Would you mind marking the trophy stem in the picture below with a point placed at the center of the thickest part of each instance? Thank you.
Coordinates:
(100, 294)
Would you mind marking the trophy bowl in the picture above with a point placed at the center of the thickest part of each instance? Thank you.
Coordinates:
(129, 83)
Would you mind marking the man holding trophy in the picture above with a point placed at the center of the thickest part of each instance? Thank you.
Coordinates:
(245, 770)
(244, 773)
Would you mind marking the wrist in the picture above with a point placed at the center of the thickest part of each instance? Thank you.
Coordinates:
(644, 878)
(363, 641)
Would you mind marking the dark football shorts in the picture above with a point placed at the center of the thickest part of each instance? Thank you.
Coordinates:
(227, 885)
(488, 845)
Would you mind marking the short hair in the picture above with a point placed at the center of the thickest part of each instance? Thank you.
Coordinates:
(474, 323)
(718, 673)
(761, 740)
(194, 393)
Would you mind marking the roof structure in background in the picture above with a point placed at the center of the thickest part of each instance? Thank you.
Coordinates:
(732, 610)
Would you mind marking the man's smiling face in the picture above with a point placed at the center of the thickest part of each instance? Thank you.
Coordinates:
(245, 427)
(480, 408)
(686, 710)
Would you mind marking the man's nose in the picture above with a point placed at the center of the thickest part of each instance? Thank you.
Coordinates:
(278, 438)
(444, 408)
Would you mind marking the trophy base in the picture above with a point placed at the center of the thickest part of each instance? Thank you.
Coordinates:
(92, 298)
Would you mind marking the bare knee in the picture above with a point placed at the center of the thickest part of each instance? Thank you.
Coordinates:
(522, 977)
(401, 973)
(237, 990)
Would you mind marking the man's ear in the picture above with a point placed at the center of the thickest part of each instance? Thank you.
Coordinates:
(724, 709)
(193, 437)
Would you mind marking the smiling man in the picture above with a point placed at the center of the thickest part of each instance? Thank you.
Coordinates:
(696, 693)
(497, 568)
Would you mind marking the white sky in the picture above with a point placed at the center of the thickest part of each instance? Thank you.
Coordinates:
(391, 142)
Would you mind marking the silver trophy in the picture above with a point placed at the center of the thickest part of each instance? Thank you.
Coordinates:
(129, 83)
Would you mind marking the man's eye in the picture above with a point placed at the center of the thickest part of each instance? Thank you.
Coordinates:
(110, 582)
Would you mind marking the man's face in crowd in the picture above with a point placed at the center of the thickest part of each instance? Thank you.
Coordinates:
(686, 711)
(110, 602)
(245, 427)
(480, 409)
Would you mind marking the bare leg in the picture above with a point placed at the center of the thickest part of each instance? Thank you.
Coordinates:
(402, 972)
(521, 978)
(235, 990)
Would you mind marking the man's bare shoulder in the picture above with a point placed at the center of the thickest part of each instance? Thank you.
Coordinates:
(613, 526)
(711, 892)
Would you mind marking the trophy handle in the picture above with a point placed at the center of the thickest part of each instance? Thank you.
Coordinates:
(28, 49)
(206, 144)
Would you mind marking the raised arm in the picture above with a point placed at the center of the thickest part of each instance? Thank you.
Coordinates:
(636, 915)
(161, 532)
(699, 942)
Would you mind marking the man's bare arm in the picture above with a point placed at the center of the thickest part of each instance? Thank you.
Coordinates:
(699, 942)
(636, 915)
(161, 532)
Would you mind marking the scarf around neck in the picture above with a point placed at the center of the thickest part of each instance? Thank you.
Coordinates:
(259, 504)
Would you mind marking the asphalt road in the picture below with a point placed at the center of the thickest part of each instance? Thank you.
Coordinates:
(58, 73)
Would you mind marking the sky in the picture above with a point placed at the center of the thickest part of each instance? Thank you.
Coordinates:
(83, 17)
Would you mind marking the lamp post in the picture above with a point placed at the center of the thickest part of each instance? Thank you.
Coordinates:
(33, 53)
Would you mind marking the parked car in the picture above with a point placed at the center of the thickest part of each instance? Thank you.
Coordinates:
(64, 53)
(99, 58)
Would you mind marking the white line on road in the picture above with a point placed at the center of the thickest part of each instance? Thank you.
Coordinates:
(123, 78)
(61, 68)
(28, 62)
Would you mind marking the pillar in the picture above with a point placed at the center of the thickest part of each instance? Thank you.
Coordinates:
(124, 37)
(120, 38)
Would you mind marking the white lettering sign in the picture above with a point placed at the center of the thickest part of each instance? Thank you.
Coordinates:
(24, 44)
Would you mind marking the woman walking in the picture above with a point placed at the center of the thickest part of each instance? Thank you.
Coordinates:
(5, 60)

=====

- **Task brief**
Write out every entry word for word.

- **Complete response**
Would you mind marking the trophy stem in the picture below with a point placed at the center of the thickest part of each instance? Thank you.
Coordinates:
(100, 294)
Would you mind marking the trophy bowl in the picture above with a point placed at the center of the thickest part of each instance? Thank you.
Coordinates:
(129, 83)
Would you mind marking the man holding trophy in the picture above with a point placed at the center of the thickest part of each instance? Thank you.
Coordinates:
(245, 770)
(244, 773)
Would you mind marking the wrist in the picture above with a point placed at the center of the thickest part of each instance? Thank you.
Coordinates:
(644, 878)
(363, 641)
Would you mind marking the dark football shorts in the picture above with a point placed at the center of the thickest part of each instance? Thank you.
Coordinates:
(227, 885)
(488, 845)
Would you mind marking the short hair in the picture above with a point placed at the center of the thickest part of each instance? Thank you.
Coordinates:
(474, 323)
(718, 673)
(761, 740)
(194, 393)
Would you mind marking the roof structure in background in the picture above with a point placed at the center of the thickest part of each instance? Thank you.
Coordinates:
(732, 610)
Would you mind marking the man's smiling face in the picture above with a point placed at the center of the thickest part of each instance? Thank you.
Coordinates:
(245, 427)
(480, 408)
(686, 710)
Would you mind marking the man's nose in the picture above with a point placed at the center of the thickest part of each instance? Thank you.
Coordinates:
(278, 438)
(444, 408)
Would you mind marking the trophy base in the picture above with a point placed at the center of the thickest part of each instance? Thank you.
Coordinates:
(92, 298)
Would you mind marking the bare knee in the picture above with a point placed at the center of the thickest part of each instance? Thank you.
Coordinates:
(522, 977)
(401, 973)
(237, 990)
Would you mind marking the man's ear in the picture above with a point placed at the center of the thickest part of each instance? Thank you.
Coordinates:
(724, 709)
(193, 437)
Would you mind marking the smiling man in the picture above with a point placed at the center of the thickest part of each instance? Thank you.
Coordinates:
(696, 693)
(497, 568)
Would you mind marking the white sky in the picture above with a point placed at the center of the thickest part of each instance? Thank you.
Coordinates:
(391, 142)
Would you mind marking the silver trophy in the picture above with a point placed at the center of the thickest part of each instance? Thank you.
Coordinates:
(129, 83)
Would you mind marking the man's eye in the picture above with a point placed at the center of the thickest part of each instance? Thank you.
Coordinates:
(110, 582)
Would you mind marking the man's face in crowd in the picture above with a point placed at the center of the thickest part of each instance? Thank you.
Coordinates:
(686, 711)
(110, 602)
(245, 427)
(480, 409)
Would you mind marking the bare leg in the picture above with a point placed at the center of the thickest part of each instance? Thank you.
Coordinates:
(402, 972)
(521, 978)
(235, 990)
Would you mind marking the man's bare shoulder in the picture above with a point placed at the center of the thickest part of each instance? Thank you.
Coordinates:
(613, 526)
(711, 892)
Would you mind marking the trophy handle in the picture above with a point placed at the center of the thickest part of each instance? Thank you.
Coordinates:
(28, 49)
(206, 144)
Would you mind marking the raised arm in the picture above with a point placed at the center of the thickest part of each instance? Thank you.
Coordinates:
(636, 915)
(161, 532)
(699, 942)
Would you mind marking the man's bare arm in the picture above with a point placed at the center of the thickest part of each instance? Thank you.
Coordinates:
(699, 942)
(636, 915)
(161, 532)
Would you mind marking the scarf around neck in the picture above with a point placed at the center of the thickest part of each instance? Thank you.
Coordinates:
(259, 504)
Would you mind marking the asphalt road in the picture below with a point placed at the center of the thickest part of each instance? Thank you.
Coordinates:
(58, 73)
Would you mind marking the sky in the picture above with a point placed at the center of the thickest part of each instance? Thank you.
Coordinates:
(83, 17)
Would you mind marking the lamp post in the picture above with a point placed at the center of the thickest part of each instance? Thank you.
Coordinates:
(33, 53)
Would you mind marking the parked car in the picture above with a point placed at the center of the thickest part of each instance? Thank you.
Coordinates:
(64, 53)
(99, 58)
Would you mind marking the white line on road in the picture above with a point placed at the center of the thickest part of each instance? Thank you.
Coordinates:
(123, 78)
(61, 68)
(28, 62)
Would you mind marking the pillar in the picture above with a point placed at the center of the thickest part of each instance? Thank you.
Coordinates:
(124, 37)
(120, 38)
Would you mind marking the white lettering sign in the picture above with a point placed at the center of the thickest part of each instance? Thank you.
Coordinates:
(24, 44)
Would you mind marking the woman walking in the picture above with a point placed at the center of the thickest part of each instance? Thank you.
Coordinates:
(5, 60)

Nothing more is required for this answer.